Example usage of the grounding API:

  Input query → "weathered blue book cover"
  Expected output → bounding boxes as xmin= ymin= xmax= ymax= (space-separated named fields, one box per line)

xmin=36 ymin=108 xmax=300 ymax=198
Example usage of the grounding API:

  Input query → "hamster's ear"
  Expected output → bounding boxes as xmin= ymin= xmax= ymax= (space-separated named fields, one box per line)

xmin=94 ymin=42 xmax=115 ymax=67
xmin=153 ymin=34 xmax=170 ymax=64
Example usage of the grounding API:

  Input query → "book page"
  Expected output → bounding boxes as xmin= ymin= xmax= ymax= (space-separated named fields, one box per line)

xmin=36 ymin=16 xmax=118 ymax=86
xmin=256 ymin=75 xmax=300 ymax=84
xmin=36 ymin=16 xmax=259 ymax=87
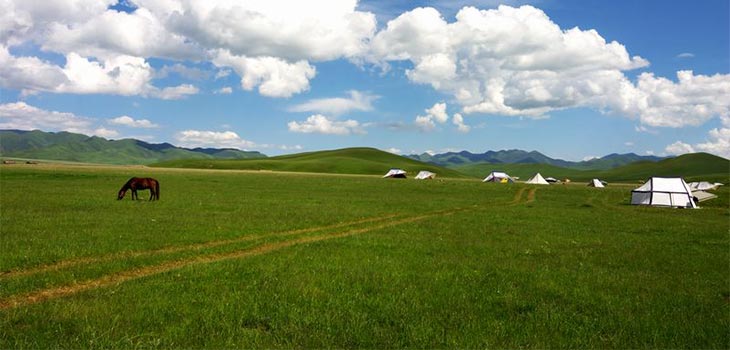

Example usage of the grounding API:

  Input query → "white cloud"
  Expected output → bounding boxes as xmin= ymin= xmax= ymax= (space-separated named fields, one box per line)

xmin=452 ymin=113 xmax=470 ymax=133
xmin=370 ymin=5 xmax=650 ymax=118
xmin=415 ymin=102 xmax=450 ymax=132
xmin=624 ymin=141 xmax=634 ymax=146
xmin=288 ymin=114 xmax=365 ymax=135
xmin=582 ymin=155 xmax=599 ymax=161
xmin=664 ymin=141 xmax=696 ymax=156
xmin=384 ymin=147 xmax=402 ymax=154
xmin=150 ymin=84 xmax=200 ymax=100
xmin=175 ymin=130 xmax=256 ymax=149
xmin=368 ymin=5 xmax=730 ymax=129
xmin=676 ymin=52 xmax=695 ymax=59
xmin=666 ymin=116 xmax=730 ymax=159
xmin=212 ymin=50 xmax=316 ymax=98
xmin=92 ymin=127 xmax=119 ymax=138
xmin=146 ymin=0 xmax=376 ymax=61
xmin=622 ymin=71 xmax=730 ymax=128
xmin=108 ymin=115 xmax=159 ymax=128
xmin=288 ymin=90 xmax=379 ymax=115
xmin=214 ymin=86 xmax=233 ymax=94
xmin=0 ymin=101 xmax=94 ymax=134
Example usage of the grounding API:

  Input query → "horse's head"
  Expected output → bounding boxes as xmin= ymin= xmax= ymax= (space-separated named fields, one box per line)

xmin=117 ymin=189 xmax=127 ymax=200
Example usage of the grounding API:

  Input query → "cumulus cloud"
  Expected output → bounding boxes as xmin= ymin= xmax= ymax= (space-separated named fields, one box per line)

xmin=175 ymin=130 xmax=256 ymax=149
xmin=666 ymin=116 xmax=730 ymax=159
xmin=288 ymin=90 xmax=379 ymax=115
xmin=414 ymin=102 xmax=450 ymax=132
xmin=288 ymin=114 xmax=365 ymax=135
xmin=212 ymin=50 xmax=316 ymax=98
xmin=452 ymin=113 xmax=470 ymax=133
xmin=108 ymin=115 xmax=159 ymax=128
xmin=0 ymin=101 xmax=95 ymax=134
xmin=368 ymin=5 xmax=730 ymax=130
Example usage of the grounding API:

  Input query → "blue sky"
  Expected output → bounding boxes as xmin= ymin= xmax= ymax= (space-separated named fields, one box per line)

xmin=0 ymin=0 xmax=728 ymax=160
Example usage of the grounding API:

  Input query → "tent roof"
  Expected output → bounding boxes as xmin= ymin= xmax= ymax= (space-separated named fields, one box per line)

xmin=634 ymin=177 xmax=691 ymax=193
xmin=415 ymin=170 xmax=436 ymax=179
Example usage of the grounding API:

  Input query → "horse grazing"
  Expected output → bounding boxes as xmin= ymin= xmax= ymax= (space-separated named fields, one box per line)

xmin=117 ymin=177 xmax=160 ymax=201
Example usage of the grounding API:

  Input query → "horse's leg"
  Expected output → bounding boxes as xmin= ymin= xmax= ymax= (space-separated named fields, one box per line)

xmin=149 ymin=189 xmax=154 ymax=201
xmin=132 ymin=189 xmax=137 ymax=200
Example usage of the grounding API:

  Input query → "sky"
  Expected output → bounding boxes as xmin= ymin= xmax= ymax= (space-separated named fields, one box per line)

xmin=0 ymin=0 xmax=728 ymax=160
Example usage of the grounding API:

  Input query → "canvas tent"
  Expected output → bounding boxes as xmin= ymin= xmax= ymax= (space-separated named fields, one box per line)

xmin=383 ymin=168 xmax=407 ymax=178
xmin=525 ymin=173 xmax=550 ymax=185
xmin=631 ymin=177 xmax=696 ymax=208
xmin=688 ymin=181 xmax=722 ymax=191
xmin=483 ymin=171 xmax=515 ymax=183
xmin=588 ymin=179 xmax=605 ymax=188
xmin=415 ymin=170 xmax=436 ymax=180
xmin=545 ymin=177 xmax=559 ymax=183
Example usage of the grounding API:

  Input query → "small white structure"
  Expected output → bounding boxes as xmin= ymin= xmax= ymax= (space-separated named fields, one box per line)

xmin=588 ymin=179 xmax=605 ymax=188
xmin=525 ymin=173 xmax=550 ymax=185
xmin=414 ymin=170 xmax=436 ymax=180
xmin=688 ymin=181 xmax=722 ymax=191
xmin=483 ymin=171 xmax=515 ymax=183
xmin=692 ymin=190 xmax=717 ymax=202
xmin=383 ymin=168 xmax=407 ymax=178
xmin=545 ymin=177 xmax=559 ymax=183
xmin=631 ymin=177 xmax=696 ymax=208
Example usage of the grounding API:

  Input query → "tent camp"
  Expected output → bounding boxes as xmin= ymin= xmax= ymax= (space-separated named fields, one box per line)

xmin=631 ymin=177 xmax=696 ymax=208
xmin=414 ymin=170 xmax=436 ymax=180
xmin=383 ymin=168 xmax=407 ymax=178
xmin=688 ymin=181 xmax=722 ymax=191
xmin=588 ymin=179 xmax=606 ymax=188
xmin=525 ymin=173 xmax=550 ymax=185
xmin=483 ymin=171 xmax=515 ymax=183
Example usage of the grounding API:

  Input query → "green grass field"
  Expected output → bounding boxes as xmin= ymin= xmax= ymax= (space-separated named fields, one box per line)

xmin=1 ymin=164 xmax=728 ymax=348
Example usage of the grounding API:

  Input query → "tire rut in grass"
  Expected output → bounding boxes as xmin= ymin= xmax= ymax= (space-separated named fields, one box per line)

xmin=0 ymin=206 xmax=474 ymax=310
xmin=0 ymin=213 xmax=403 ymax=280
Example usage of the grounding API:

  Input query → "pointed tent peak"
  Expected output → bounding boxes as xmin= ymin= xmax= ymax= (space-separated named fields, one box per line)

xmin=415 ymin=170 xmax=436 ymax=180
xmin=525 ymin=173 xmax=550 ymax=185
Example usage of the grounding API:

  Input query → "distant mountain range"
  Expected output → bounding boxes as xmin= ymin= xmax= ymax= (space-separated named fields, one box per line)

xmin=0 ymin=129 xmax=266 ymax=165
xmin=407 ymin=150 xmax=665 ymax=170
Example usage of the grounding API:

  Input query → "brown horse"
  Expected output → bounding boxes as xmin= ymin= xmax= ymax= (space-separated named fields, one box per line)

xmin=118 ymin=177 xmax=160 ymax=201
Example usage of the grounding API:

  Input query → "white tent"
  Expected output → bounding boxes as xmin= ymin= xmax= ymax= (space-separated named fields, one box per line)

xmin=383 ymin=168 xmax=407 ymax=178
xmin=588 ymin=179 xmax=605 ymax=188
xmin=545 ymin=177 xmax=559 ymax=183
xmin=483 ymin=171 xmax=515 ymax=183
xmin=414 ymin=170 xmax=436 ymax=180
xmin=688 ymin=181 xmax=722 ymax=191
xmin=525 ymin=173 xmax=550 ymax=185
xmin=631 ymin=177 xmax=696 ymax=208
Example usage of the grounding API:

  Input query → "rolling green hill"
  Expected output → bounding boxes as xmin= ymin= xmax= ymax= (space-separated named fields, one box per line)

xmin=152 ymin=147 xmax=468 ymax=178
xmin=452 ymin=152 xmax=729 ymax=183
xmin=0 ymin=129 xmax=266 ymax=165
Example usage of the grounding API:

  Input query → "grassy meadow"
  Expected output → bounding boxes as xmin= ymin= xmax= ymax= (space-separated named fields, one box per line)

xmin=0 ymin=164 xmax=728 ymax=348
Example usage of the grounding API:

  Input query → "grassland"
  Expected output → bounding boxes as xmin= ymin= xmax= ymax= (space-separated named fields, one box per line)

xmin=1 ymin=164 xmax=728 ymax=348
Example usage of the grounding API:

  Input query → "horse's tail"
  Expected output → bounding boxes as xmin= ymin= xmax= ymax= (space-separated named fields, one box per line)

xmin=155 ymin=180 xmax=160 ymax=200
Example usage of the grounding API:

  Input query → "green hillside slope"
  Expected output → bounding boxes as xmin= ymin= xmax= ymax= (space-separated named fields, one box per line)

━━━━━━

* [Task instructions] Check every line of the data, and copy the ones that contain "white".

* [Solved exercise]
  Input query → "white cloud"
  Input query → "small white structure"
  Input query → "white tent"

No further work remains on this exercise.